Aim — Lay out every one of the rows below as a two-column CSV with the headers "text" and "answer", one line per row. Enclose each field in double quotes, replace line breaks with spaces, and omit the pictures.

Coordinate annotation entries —

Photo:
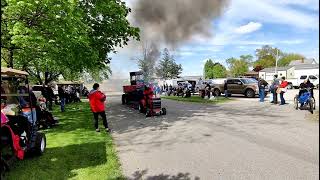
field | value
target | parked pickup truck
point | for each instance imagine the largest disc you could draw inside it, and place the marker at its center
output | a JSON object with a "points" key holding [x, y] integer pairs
{"points": [[245, 86], [295, 83]]}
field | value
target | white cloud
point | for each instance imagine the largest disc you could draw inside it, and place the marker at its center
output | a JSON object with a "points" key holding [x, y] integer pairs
{"points": [[248, 28], [272, 12]]}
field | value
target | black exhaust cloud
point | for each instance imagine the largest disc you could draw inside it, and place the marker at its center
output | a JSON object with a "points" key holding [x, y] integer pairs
{"points": [[173, 22]]}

Completed exercise —
text,answer
"Photo: field | value target | parked pickup truck point | for each instance imagine the largest disc you could draw inside it, and place the marker at its center output | a JSON object with a ""points"" key holding [x, y] integer pairs","{""points"": [[245, 86], [295, 83]]}"
"field | value target | white cloud point | for each instance imagine the largest disc you could draw inside it, and place the marker at its center output | a JSON object with a ""points"" key holding [x, y] integer pairs","{""points"": [[248, 28], [272, 12]]}"
"field | value target | black exhaust cloud point | for each instance imagine the largest disc you could draw inside it, and place the marker at its center output | a JSON object with a ""points"" key holding [x, y] integer pairs","{""points"": [[173, 22]]}"